▸ TESTO DI STUDIO
Le donne in Parlamento sono il 35 per cento, poche sono a capo di commissioni importanti. E quando si alleano tra partiti diversi per battaglie su cause femminili, a volte non centrano gli obiettivi. Coinvolgere più uomini servirebbe?
«In tutte le commissioni parlamentari andrebbero messi uomini e donne al 50 per cento. E così in tutti i luoghi decisionali della politica. Vanno coinvolti gli uomini anche nelle commissioni fatte da donne di partiti diversi, e che combattono per cause femminili. Non perché abbiano bisogno degli uomini per contare di più, ma perché le decisioni coinvolgeranno anche i cittadini maschi».

C’è un Paese cui s’ispira per le sue politiche?

▸ DATI DA ESAMINARE

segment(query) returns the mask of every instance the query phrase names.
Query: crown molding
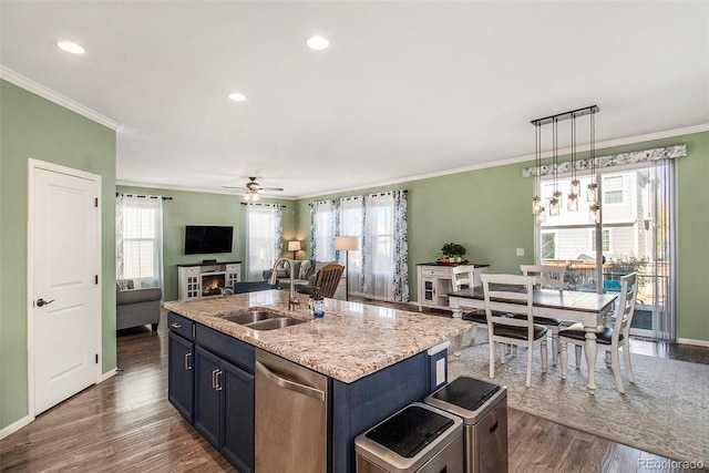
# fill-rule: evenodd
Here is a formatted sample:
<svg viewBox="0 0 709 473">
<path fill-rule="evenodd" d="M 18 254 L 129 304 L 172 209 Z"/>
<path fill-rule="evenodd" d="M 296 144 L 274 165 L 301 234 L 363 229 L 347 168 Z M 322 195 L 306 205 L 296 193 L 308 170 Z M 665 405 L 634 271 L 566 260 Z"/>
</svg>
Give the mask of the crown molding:
<svg viewBox="0 0 709 473">
<path fill-rule="evenodd" d="M 644 143 L 644 142 L 649 142 L 649 141 L 654 141 L 654 140 L 662 140 L 662 138 L 670 138 L 670 137 L 675 137 L 675 136 L 691 135 L 691 134 L 695 134 L 695 133 L 702 133 L 702 132 L 709 132 L 709 123 L 702 123 L 702 124 L 699 124 L 699 125 L 686 126 L 686 127 L 682 127 L 682 128 L 666 130 L 666 131 L 662 131 L 662 132 L 648 133 L 648 134 L 645 134 L 645 135 L 636 135 L 636 136 L 628 136 L 628 137 L 625 137 L 625 138 L 609 140 L 609 141 L 606 141 L 606 142 L 596 142 L 596 151 L 603 150 L 603 148 L 608 148 L 608 147 L 614 147 L 614 146 L 623 146 L 623 145 L 627 145 L 627 144 Z M 588 145 L 578 146 L 577 147 L 577 151 L 579 151 L 579 152 L 587 151 L 587 150 L 588 150 Z M 571 147 L 564 148 L 564 150 L 558 150 L 558 154 L 559 155 L 569 154 L 569 153 L 571 153 Z M 542 154 L 542 158 L 551 157 L 551 156 L 552 156 L 552 152 L 551 151 L 547 152 L 547 153 L 543 153 Z M 459 174 L 459 173 L 466 173 L 466 172 L 471 172 L 471 171 L 486 169 L 489 167 L 497 167 L 497 166 L 506 166 L 508 164 L 525 163 L 525 162 L 528 162 L 528 161 L 534 161 L 534 158 L 535 158 L 534 154 L 527 154 L 527 155 L 524 155 L 524 156 L 511 157 L 511 158 L 506 158 L 506 160 L 499 160 L 499 161 L 494 161 L 494 162 L 491 162 L 491 163 L 482 163 L 482 164 L 475 164 L 475 165 L 471 165 L 471 166 L 455 167 L 453 169 L 439 171 L 439 172 L 435 172 L 435 173 L 421 174 L 421 175 L 415 175 L 415 176 L 408 176 L 408 177 L 402 177 L 400 179 L 382 181 L 382 182 L 378 182 L 378 183 L 367 184 L 367 185 L 363 185 L 363 186 L 345 187 L 345 188 L 338 188 L 338 189 L 321 192 L 321 193 L 317 193 L 317 194 L 300 195 L 300 196 L 297 196 L 296 198 L 297 199 L 314 198 L 314 197 L 327 196 L 327 195 L 331 195 L 331 194 L 341 194 L 341 193 L 353 192 L 353 191 L 362 191 L 362 189 L 367 189 L 367 188 L 371 188 L 371 187 L 390 186 L 390 185 L 394 185 L 394 184 L 408 183 L 408 182 L 413 182 L 413 181 L 429 179 L 431 177 L 440 177 L 440 176 L 448 176 L 448 175 L 451 175 L 451 174 Z"/>
<path fill-rule="evenodd" d="M 0 79 L 3 79 L 19 88 L 32 92 L 33 94 L 54 102 L 55 104 L 61 105 L 64 109 L 76 112 L 80 115 L 83 115 L 89 120 L 93 120 L 94 122 L 100 123 L 113 131 L 119 131 L 119 128 L 121 128 L 121 123 L 116 122 L 115 120 L 111 120 L 107 116 L 100 114 L 95 110 L 89 109 L 88 106 L 84 106 L 79 102 L 74 102 L 73 100 L 61 95 L 53 90 L 38 82 L 34 82 L 33 80 L 25 78 L 24 75 L 19 74 L 11 69 L 6 68 L 4 65 L 0 65 Z"/>
</svg>

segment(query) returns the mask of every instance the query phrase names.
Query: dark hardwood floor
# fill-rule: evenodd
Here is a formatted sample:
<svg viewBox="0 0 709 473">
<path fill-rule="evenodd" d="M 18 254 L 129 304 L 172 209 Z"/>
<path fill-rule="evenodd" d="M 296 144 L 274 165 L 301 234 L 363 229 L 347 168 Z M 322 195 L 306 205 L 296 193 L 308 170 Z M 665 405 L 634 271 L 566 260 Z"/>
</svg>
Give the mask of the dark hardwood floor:
<svg viewBox="0 0 709 473">
<path fill-rule="evenodd" d="M 709 360 L 709 349 L 643 343 L 648 354 Z M 117 360 L 119 374 L 1 440 L 0 471 L 236 471 L 167 401 L 165 317 L 157 332 L 148 327 L 119 332 Z M 639 460 L 660 466 L 666 461 L 514 409 L 508 411 L 508 429 L 510 472 L 631 472 L 644 470 Z M 297 465 L 292 472 L 300 473 Z"/>
</svg>

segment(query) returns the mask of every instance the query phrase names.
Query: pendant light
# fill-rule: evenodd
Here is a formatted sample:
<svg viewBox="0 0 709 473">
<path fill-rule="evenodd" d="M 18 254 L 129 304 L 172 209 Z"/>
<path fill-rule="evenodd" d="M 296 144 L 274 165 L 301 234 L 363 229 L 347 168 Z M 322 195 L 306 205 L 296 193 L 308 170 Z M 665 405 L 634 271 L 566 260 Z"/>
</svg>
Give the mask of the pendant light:
<svg viewBox="0 0 709 473">
<path fill-rule="evenodd" d="M 556 117 L 554 117 L 552 134 L 552 141 L 554 145 L 552 163 L 552 172 L 554 173 L 554 194 L 549 199 L 549 217 L 556 217 L 558 216 L 558 212 L 562 206 L 562 192 L 558 189 L 558 121 Z"/>
<path fill-rule="evenodd" d="M 534 127 L 534 165 L 536 168 L 534 169 L 534 197 L 532 198 L 532 213 L 534 215 L 540 215 L 540 213 L 544 213 L 544 207 L 542 207 L 542 126 Z"/>
<path fill-rule="evenodd" d="M 568 212 L 578 212 L 579 184 L 576 177 L 576 114 L 574 114 L 572 116 L 572 183 L 568 187 L 568 199 L 566 200 L 566 209 Z"/>
<path fill-rule="evenodd" d="M 598 183 L 596 182 L 596 111 L 590 111 L 590 184 L 586 198 L 590 202 L 588 206 L 588 218 L 594 224 L 600 223 L 600 205 L 598 204 Z"/>
</svg>

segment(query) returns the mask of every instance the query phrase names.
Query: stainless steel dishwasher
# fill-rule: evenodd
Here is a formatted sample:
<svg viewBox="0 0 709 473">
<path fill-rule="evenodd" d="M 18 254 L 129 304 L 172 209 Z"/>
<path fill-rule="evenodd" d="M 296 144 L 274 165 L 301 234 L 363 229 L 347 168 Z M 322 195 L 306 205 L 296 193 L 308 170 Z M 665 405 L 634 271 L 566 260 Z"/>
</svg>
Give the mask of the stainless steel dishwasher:
<svg viewBox="0 0 709 473">
<path fill-rule="evenodd" d="M 256 473 L 327 472 L 328 379 L 256 350 Z"/>
</svg>

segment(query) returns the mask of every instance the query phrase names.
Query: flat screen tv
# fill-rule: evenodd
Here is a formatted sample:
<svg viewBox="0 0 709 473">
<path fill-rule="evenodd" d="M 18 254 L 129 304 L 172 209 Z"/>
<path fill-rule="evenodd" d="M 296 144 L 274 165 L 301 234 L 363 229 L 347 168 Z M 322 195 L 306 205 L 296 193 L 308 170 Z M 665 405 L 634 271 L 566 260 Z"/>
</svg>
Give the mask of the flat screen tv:
<svg viewBox="0 0 709 473">
<path fill-rule="evenodd" d="M 232 253 L 234 227 L 214 225 L 185 226 L 185 255 Z"/>
</svg>

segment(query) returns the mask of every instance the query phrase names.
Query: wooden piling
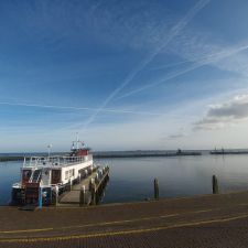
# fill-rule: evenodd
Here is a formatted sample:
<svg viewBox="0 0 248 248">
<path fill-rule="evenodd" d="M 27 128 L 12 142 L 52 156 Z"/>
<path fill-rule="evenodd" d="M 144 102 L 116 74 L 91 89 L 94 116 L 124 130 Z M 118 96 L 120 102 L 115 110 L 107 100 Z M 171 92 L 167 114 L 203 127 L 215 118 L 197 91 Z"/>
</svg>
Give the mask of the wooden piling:
<svg viewBox="0 0 248 248">
<path fill-rule="evenodd" d="M 80 206 L 83 206 L 84 204 L 86 204 L 86 200 L 85 200 L 85 197 L 86 197 L 86 195 L 85 195 L 85 185 L 83 185 L 82 187 L 80 187 L 80 200 L 79 200 L 79 205 Z"/>
<path fill-rule="evenodd" d="M 212 177 L 213 194 L 218 194 L 218 180 L 216 175 Z"/>
<path fill-rule="evenodd" d="M 154 179 L 154 198 L 160 198 L 160 192 L 159 192 L 159 180 Z"/>
<path fill-rule="evenodd" d="M 91 205 L 96 205 L 96 183 L 91 183 Z"/>
</svg>

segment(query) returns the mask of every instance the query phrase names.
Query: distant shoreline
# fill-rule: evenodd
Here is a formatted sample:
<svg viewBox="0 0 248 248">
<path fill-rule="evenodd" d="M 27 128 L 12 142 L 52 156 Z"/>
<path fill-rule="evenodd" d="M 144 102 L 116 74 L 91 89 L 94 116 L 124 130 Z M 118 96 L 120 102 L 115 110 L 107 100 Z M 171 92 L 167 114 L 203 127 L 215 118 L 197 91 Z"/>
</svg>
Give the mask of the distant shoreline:
<svg viewBox="0 0 248 248">
<path fill-rule="evenodd" d="M 165 151 L 165 150 L 136 150 L 136 151 L 95 151 L 93 155 L 95 159 L 118 159 L 118 158 L 158 158 L 158 157 L 187 157 L 187 155 L 225 155 L 225 154 L 248 154 L 247 149 L 228 149 L 228 150 L 177 150 L 177 151 Z M 56 152 L 52 155 L 66 155 L 65 152 Z M 47 153 L 0 153 L 0 162 L 8 161 L 23 161 L 24 157 L 46 157 Z"/>
</svg>

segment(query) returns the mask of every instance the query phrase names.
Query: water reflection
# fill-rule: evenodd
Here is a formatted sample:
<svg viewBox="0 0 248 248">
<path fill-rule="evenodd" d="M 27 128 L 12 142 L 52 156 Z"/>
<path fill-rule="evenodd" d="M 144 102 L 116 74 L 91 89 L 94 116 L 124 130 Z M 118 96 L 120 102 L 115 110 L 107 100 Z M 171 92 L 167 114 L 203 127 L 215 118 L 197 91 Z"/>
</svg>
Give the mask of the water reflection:
<svg viewBox="0 0 248 248">
<path fill-rule="evenodd" d="M 143 201 L 153 197 L 159 179 L 161 197 L 212 193 L 216 174 L 220 192 L 248 188 L 248 154 L 97 160 L 110 166 L 104 203 Z M 22 162 L 0 163 L 0 204 L 10 201 L 11 185 L 19 181 Z"/>
</svg>

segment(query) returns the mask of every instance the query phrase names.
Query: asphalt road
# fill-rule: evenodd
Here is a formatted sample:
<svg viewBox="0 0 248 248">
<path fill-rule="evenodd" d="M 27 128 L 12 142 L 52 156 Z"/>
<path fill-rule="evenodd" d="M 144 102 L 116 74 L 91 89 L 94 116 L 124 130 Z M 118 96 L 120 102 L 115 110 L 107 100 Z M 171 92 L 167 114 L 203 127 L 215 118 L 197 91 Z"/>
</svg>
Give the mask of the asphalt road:
<svg viewBox="0 0 248 248">
<path fill-rule="evenodd" d="M 192 198 L 0 208 L 0 247 L 248 247 L 248 192 Z"/>
</svg>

▸ COMPITO 1
Trascrivi dal testo di studio il passo che inizia con "Le donne in" e termina con "più uomini servirebbe?".
▸ COMPITO 2
Indica se ciascuna affermazione concorda con il testo di studio, rispondendo sì o no e citando le parole che lo stabiliscono.
(a) Le donne in Parlamento sono il 35 per cento.
(b) Gli uomini vanno coinvolti perché le donne hanno bisogno di loro per contare di più.
(c) Si propone che in tutte le commissioni parlamentari ci siano uomini e donne al 50 per cento.
Per rispondere usa soltanto il testo di studio.

▸ RISULTATO 1
Le donne in Parlamento sono il 35 per cento, poche sono a capo di commissioni importanti. E quando si alleano tra partiti diversi per battaglie su cause femminili, a volte non centrano gli obiettivi. Coinvolgere più uomini servirebbe?

▸ RISULTATO 2
(a) Sì: «Le donne in Parlamento sono il 35 per cento»
(b) No: «Non perché abbiano bisogno degli uomini per contare di più»
(c) Sì: «In tutte le commissioni parlamentari andrebbero messi uomini e donne al 50 per cento»